Texto extraído:

::::

É no cemitério, no enterro do irmão, que a menina rouba o primeiro livro de uma série:
“Havia uma coisa preta e retangular abrigada na neve. Só a menina viu. Ela se curvou,
apanhou-a e a segurou firme entre os dedos. O livro tinha letras prateadas”. (Zusak, 2008: p.
26). Era O manual do coveiro. Estranha leitura para uma criança de tão tenra idade. Mas
aquela menina viu o livro, abrigado na neve. A capa preta e a letra dourada pareciam querer
dizer em segredo, que seria preciso aprender a perder aos poucos. E que seria prudente,
inclusive, aprender a enterrar o passado, mas aos poucos.

::::

Dados brutos:
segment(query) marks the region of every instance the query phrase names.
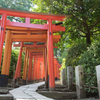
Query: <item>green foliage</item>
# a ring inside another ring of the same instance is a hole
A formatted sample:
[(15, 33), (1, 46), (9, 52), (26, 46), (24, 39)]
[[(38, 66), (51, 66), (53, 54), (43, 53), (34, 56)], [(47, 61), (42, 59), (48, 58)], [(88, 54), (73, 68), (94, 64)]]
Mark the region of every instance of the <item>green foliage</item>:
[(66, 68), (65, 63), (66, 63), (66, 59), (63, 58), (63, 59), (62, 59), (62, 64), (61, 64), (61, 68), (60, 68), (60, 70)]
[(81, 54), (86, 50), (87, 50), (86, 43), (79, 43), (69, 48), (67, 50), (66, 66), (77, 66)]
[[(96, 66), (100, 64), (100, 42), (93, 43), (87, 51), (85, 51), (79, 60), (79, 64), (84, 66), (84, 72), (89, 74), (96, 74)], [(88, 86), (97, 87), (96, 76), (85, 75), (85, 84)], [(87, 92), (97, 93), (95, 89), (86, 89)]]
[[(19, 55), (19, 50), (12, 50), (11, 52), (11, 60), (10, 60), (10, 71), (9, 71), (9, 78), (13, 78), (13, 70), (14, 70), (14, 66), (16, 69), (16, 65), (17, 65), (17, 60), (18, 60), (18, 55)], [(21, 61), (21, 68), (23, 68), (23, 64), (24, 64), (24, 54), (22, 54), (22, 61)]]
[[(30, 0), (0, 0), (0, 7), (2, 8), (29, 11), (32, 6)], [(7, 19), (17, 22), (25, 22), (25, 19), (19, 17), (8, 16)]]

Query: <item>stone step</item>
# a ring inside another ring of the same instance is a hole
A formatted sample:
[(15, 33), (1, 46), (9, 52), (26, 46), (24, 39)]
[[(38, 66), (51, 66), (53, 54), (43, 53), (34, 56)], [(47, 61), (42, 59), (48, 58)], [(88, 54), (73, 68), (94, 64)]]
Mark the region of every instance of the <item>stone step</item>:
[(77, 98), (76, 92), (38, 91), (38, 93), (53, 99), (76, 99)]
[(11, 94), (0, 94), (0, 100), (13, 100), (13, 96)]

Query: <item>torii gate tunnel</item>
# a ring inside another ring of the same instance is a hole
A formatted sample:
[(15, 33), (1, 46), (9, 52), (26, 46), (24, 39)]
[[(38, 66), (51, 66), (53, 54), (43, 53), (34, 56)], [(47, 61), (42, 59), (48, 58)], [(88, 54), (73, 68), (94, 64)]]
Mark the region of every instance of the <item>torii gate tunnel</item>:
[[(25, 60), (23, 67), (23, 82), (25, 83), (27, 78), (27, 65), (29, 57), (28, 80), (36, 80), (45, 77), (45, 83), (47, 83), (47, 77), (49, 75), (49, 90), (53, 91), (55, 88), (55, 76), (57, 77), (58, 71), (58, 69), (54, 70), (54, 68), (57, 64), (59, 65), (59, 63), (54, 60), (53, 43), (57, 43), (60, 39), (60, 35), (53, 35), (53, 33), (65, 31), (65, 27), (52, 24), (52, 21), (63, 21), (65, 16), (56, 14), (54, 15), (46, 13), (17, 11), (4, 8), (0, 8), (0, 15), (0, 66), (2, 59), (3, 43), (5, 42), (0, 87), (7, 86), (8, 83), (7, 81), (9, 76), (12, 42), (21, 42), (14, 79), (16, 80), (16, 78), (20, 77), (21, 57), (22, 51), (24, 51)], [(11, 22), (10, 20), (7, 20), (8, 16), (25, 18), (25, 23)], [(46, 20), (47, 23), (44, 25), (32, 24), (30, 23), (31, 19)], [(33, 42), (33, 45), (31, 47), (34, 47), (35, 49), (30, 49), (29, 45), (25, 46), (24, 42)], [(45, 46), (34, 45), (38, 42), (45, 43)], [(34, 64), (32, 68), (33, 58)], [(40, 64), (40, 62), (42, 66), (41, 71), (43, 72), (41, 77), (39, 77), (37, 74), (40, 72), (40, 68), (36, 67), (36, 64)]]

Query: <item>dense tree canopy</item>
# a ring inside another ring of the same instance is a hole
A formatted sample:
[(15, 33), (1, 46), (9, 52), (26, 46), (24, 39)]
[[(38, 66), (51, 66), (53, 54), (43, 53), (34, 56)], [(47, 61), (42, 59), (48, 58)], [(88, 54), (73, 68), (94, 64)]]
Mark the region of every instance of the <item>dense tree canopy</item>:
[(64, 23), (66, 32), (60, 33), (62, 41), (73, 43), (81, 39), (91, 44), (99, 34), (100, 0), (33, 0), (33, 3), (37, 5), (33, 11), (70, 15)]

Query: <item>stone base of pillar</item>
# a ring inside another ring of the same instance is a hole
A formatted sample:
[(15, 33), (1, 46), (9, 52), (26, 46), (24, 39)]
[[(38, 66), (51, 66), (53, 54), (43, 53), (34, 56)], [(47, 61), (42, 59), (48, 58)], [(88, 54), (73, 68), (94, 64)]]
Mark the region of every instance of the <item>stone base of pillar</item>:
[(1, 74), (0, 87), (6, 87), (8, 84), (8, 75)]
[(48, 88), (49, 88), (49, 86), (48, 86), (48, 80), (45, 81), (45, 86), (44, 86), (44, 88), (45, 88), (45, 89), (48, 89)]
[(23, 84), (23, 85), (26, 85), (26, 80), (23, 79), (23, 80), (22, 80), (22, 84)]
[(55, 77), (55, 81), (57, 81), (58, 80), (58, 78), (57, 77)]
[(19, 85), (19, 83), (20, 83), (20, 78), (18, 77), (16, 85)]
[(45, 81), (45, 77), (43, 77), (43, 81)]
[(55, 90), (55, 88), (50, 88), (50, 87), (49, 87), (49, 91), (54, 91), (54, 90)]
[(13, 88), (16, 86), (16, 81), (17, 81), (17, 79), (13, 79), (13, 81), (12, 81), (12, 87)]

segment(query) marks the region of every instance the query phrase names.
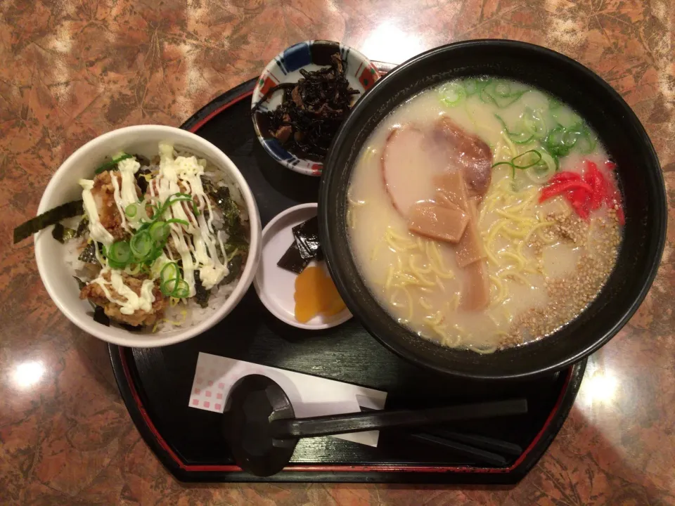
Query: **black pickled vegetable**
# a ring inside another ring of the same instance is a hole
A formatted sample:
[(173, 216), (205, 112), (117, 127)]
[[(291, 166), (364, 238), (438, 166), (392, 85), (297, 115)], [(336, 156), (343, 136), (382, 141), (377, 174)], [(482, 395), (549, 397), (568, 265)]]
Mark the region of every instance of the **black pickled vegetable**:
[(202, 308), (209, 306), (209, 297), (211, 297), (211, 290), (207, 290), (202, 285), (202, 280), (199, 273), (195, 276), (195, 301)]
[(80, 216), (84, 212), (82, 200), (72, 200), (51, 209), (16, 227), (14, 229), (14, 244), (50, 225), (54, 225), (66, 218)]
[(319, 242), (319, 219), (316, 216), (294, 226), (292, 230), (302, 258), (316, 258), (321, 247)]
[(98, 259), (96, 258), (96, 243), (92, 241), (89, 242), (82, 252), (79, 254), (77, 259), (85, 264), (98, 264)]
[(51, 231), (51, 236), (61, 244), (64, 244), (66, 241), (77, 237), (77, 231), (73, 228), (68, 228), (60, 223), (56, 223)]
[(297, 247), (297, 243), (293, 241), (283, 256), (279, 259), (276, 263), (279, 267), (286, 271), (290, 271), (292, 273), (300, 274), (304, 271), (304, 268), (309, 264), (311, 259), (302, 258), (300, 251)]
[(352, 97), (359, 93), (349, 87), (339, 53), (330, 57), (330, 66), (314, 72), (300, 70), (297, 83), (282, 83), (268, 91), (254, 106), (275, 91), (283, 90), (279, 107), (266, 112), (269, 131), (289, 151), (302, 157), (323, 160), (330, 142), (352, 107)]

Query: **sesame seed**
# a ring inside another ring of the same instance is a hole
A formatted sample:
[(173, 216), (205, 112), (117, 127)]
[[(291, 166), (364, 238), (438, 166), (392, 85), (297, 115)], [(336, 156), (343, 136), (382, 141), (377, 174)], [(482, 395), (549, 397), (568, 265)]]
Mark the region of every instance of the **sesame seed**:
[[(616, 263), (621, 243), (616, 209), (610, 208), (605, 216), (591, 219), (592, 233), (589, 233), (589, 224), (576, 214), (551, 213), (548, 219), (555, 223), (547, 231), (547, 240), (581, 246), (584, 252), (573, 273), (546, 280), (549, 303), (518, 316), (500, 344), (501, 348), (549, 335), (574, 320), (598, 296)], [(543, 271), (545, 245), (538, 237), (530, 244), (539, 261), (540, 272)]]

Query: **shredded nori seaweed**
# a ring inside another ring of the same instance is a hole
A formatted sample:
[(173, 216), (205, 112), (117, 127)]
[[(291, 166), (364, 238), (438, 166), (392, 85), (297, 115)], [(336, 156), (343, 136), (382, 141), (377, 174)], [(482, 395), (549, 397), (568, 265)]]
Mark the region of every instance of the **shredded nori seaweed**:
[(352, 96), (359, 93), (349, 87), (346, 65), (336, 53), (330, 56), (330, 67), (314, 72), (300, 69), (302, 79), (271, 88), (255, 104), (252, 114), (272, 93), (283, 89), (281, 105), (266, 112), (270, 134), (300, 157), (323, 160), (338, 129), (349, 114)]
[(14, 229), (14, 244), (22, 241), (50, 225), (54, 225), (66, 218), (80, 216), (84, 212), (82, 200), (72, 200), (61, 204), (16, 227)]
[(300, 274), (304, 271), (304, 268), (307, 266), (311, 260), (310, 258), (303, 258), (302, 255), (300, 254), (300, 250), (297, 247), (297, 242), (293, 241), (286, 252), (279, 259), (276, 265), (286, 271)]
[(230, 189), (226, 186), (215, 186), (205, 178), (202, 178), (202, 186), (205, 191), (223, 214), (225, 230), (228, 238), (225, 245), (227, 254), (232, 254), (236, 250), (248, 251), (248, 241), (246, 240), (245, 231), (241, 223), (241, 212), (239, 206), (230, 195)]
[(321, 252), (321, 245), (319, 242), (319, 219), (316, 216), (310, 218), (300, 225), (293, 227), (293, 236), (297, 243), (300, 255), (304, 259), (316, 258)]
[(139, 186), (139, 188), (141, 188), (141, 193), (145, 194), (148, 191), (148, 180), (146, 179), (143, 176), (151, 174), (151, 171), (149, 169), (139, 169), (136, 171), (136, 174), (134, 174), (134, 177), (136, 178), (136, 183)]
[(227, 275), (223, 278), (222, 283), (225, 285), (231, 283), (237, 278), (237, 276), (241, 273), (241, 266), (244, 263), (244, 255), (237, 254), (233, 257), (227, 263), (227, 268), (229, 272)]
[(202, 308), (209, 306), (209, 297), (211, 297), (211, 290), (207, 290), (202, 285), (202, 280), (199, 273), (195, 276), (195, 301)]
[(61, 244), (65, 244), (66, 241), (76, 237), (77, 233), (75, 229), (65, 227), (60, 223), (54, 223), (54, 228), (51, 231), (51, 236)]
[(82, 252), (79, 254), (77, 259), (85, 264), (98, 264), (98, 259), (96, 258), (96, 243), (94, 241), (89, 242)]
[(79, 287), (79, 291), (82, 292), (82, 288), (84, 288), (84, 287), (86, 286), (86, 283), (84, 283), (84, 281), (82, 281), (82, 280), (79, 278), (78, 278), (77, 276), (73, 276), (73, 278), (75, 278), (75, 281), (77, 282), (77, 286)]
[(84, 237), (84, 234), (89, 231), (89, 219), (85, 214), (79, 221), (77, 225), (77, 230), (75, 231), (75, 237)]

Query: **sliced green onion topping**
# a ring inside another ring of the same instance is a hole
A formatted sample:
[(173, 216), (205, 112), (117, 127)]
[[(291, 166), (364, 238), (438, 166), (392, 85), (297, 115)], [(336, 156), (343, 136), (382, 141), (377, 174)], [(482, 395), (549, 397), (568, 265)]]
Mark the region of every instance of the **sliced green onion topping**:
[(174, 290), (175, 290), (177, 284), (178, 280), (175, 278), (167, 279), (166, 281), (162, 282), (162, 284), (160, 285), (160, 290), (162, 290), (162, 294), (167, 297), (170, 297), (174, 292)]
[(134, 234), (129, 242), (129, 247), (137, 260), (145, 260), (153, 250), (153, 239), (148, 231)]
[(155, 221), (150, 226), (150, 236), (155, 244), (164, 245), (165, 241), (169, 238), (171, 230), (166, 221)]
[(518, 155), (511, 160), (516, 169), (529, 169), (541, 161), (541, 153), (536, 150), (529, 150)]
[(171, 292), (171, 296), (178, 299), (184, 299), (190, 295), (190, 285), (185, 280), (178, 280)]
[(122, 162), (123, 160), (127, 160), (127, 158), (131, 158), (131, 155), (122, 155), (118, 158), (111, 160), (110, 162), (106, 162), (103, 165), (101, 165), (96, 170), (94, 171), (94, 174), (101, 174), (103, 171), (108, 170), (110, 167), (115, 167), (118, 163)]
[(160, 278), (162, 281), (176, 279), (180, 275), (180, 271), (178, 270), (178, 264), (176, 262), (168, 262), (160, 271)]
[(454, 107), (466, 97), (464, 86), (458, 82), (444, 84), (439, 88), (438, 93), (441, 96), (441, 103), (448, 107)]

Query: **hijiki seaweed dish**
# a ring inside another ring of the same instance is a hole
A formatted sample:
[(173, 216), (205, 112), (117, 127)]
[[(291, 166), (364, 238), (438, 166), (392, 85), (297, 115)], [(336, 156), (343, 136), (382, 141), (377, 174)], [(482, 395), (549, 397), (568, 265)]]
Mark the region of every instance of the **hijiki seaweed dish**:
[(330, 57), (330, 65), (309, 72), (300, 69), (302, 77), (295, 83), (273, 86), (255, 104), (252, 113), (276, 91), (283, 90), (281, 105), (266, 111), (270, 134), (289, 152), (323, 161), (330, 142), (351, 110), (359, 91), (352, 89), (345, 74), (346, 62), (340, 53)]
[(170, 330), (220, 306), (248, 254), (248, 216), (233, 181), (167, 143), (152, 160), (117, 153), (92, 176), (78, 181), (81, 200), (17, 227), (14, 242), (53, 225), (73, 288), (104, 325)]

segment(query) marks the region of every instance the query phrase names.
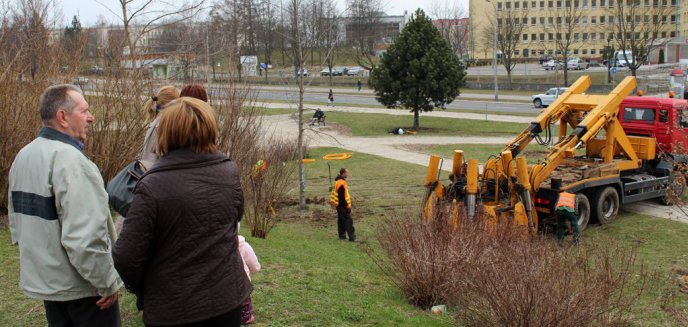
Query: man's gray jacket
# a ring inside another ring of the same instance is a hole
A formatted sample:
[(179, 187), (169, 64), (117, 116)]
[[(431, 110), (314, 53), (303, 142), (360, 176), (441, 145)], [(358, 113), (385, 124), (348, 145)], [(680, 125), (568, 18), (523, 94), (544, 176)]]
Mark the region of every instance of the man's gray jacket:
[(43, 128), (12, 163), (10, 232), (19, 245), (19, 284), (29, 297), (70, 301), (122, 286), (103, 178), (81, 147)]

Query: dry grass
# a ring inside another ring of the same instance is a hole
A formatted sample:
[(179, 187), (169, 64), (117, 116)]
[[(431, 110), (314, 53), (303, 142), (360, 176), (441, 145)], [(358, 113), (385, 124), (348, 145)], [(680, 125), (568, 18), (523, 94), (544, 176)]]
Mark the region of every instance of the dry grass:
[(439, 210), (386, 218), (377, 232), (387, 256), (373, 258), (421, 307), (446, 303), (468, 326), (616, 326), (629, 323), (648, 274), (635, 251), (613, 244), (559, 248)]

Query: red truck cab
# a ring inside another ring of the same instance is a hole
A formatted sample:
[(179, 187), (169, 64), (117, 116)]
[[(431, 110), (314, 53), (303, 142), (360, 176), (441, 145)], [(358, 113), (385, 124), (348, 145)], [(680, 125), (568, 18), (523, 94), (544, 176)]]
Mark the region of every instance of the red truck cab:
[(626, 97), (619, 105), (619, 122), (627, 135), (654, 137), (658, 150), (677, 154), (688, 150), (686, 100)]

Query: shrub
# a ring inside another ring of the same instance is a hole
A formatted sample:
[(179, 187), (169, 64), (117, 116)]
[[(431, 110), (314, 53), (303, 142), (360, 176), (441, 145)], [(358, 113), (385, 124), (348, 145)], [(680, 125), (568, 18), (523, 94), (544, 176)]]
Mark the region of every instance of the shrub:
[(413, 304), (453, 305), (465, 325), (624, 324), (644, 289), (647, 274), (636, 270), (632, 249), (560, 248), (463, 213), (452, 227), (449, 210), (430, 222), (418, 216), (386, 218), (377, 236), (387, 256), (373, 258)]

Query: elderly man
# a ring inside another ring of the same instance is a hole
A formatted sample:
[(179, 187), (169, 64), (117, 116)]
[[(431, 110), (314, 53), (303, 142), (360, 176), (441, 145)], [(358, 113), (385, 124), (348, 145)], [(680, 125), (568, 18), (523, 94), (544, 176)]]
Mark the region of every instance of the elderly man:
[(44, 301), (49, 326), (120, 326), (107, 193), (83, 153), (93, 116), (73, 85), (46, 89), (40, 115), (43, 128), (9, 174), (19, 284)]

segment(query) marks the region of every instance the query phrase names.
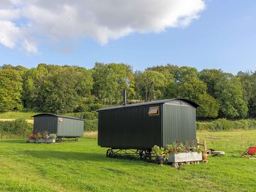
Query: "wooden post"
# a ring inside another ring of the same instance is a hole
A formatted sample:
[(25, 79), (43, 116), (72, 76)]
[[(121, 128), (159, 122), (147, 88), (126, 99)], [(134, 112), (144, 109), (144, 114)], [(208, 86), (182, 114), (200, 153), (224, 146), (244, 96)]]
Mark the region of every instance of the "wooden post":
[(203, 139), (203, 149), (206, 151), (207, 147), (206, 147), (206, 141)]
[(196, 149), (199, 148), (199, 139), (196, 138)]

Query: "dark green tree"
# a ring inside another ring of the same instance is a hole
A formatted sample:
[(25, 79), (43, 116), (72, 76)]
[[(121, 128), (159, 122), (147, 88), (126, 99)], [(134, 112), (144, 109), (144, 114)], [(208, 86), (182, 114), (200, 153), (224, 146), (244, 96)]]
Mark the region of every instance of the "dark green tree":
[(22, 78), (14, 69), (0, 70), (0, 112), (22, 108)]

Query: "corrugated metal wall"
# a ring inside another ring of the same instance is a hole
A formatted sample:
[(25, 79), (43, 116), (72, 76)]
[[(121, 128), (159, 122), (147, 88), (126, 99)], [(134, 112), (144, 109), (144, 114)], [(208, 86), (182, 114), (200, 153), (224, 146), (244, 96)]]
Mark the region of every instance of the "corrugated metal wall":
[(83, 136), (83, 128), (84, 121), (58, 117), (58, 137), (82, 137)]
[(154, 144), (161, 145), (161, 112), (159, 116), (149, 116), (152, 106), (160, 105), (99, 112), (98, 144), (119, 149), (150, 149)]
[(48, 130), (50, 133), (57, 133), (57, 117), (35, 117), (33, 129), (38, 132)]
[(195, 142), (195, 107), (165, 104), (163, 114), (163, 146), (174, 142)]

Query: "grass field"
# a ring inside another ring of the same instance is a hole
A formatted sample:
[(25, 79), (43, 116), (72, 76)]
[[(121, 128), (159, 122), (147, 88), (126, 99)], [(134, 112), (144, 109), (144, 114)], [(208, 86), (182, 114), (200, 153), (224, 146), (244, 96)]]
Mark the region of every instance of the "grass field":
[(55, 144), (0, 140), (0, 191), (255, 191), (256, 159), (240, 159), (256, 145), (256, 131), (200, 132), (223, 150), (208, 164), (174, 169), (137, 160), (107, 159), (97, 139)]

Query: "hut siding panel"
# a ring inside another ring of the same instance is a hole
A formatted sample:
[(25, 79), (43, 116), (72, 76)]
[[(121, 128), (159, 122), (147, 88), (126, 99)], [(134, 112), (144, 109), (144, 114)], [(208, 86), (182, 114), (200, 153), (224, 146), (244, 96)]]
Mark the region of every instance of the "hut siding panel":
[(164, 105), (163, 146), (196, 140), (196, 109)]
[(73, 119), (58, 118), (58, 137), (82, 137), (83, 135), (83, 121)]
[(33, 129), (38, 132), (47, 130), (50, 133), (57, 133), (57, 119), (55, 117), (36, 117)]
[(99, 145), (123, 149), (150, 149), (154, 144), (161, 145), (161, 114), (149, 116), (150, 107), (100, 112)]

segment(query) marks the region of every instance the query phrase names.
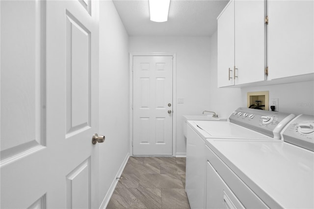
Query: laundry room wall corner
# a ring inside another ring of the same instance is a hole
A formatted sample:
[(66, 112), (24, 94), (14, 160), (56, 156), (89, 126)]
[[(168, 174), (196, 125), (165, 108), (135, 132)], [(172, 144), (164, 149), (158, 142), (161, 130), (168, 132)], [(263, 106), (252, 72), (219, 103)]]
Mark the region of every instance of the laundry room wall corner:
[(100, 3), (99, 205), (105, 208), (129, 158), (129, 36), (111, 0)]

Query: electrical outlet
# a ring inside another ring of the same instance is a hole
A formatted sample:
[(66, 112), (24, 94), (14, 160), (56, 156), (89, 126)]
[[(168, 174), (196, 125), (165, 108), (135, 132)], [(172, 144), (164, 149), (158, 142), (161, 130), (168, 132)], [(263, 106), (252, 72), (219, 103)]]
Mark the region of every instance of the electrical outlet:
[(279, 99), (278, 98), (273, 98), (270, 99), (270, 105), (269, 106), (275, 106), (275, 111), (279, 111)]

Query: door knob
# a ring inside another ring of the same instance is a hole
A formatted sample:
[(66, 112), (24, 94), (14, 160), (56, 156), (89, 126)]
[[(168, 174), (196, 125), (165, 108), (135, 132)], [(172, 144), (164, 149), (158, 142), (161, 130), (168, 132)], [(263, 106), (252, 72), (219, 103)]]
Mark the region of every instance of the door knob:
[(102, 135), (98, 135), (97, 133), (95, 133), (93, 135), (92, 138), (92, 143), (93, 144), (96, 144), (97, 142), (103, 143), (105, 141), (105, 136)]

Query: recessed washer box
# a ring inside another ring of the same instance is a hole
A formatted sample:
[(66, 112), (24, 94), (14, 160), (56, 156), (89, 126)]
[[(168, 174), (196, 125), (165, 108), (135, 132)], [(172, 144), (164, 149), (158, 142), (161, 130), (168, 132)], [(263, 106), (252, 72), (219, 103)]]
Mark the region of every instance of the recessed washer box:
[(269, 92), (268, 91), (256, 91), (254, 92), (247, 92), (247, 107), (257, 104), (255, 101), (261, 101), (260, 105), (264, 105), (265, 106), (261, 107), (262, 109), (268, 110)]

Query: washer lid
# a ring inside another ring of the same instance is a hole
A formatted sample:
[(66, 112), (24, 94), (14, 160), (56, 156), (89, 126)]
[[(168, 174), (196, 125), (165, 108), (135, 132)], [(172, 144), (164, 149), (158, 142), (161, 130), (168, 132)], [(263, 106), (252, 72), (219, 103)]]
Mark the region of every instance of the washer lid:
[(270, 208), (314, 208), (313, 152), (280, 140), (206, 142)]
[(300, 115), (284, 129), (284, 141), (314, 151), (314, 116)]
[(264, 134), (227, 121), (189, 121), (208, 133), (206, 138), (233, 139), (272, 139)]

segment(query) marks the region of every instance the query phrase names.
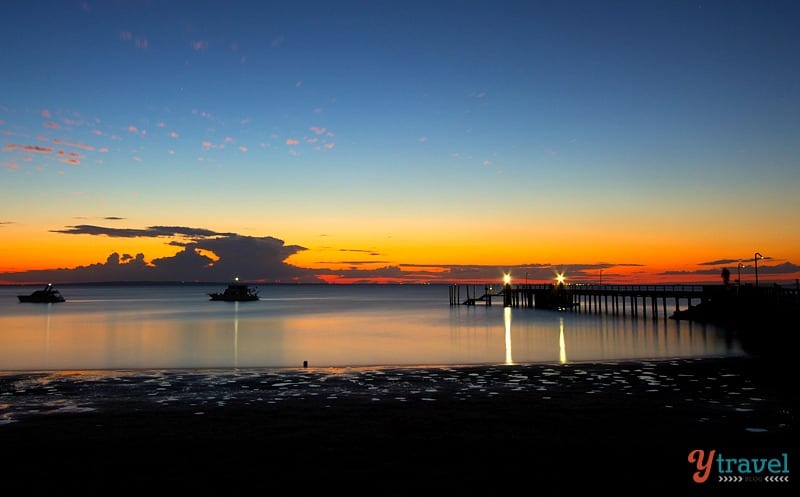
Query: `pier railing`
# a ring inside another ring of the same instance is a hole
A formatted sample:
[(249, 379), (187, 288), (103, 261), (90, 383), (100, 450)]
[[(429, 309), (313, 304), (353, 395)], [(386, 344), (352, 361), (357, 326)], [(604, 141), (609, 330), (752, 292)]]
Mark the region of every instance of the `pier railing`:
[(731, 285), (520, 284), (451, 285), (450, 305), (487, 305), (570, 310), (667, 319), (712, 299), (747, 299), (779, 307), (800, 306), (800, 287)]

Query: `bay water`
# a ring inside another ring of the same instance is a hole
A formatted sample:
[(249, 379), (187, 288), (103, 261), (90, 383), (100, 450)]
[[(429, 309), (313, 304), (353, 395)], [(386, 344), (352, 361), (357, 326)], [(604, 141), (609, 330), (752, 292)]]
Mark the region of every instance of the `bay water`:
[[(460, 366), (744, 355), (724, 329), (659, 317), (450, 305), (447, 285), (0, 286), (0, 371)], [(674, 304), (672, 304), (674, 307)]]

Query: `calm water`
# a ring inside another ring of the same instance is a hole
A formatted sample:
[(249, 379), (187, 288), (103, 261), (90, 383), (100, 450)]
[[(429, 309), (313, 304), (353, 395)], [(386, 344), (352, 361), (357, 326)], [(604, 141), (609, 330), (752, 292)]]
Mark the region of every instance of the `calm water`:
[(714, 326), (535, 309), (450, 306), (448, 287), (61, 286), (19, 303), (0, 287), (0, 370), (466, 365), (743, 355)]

::::

Em que consiste: Reproduza, sem alterar nada, o trecho do texto sobre a menina e o livro achado na neve, tudo o que vai de "26). Era O manual" até "mas aos poucos.".

Solução:
26). Era O manual do coveiro. Estranha leitura para uma criança de tão tenra idade. Mas
aquela menina viu o livro, abrigado na neve. A capa preta e a letra dourada pareciam querer
dizer em segredo, que seria preciso aprender a perder aos poucos. E que seria prudente,
inclusive, aprender a enterrar o passado, mas aos poucos.